#### EXCERPTED PASSAGE ####

E01¶


Research	R0041 — Enterprise Sycophancy
Run	2026-04-01
Query	Q001
Source	SRC02
Evidence	SRC02-E01
Type	Reported

Anthropic's sycophancy reduction claims for Claude Sonnet 4.5

URL: https://www.anthropic.com/news/claude-sonnet-4-5

Extract¶

Anthropic states that Claude's "extensive safety training" has achieved "reducing concerning behaviors like sycophancy, deception, power-seeking, and the tendency to encourage delusional thinking." The company claims 70-85% improvement in sycophancy reduction over previous model generations. The model is described as "our most aligned frontier model yet."

No enterprise-specific API parameters or configurations for controlling sycophancy are mentioned. No details on how sycophancy was measured. The improvements are presented as general model-wide enhancements available to all users, not enterprise-differentiated features.

Separately, Anthropic began evaluating Claude for sycophancy in 2022 and has "steadily refined how it trains, tests, and reduces sycophancy, with the most recent models being the least sycophantic to date."

#### DATA LISTING ####

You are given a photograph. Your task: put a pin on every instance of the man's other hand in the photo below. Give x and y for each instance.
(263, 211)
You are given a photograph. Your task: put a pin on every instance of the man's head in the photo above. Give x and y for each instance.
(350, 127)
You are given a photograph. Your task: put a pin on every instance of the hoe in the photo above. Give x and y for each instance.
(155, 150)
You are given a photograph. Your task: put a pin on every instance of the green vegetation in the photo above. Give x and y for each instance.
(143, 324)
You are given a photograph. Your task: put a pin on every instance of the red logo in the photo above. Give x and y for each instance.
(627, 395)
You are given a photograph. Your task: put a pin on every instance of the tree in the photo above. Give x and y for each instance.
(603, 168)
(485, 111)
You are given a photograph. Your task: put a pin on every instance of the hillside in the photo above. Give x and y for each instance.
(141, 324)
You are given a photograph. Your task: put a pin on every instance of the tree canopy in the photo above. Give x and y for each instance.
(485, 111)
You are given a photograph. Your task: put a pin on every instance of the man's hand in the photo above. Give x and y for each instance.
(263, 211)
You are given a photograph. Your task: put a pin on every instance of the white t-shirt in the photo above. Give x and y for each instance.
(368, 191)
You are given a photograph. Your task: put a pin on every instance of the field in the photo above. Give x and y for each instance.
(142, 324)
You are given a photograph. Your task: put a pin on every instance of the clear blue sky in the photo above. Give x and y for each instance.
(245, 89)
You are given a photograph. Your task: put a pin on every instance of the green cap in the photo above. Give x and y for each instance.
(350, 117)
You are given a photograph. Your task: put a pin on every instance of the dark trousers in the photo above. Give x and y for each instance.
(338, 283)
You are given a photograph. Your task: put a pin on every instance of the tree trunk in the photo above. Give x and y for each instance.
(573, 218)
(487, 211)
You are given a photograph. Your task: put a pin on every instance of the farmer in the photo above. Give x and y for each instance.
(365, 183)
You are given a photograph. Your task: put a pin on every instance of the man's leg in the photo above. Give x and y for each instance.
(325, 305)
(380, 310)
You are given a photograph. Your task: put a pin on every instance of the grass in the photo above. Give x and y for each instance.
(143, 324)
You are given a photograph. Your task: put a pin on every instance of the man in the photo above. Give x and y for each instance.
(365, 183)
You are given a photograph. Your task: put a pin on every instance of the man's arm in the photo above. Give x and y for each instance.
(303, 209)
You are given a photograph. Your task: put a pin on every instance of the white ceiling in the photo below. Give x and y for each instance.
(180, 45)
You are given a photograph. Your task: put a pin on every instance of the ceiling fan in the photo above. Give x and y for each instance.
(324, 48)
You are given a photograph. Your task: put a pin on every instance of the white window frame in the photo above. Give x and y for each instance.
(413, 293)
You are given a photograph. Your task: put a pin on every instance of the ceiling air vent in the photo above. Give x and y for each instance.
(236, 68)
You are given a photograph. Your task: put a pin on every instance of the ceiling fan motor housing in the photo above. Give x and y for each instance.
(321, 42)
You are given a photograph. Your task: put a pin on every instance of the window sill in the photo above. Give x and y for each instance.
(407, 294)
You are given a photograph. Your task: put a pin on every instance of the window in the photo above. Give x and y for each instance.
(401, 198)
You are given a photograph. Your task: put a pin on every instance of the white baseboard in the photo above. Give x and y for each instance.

####

- _WHAT YOU NEED TO DO_
**A.** According to the note on Anthropic's sycophancy claims, what improvement in sycophancy reduction does the company claim over previous model generations?
**B.** Extend the note on Anthropic's sycophancy claims, picking up after its final sentence.

- _EXERCISE ANSWERS_
**A.** 70-85%

**B.**
Relevance to Hypotheses¶

Hypothesis	Relationship	Strength
H1	Contradicts	No enterprise-specific product or API parameters offered
H2	Supports	Demonstrates active, long-running research and measurable improvement
H3	Contradicts	The claimed improvements are substantial, even if self-reported

Context¶

The 70-85% figure is a vendor self-report without published methodology. The researcher profile notes skepticism toward vendor safety claims, which is warranted here. However, the longitudinal commitment (since 2022) suggests genuine investment.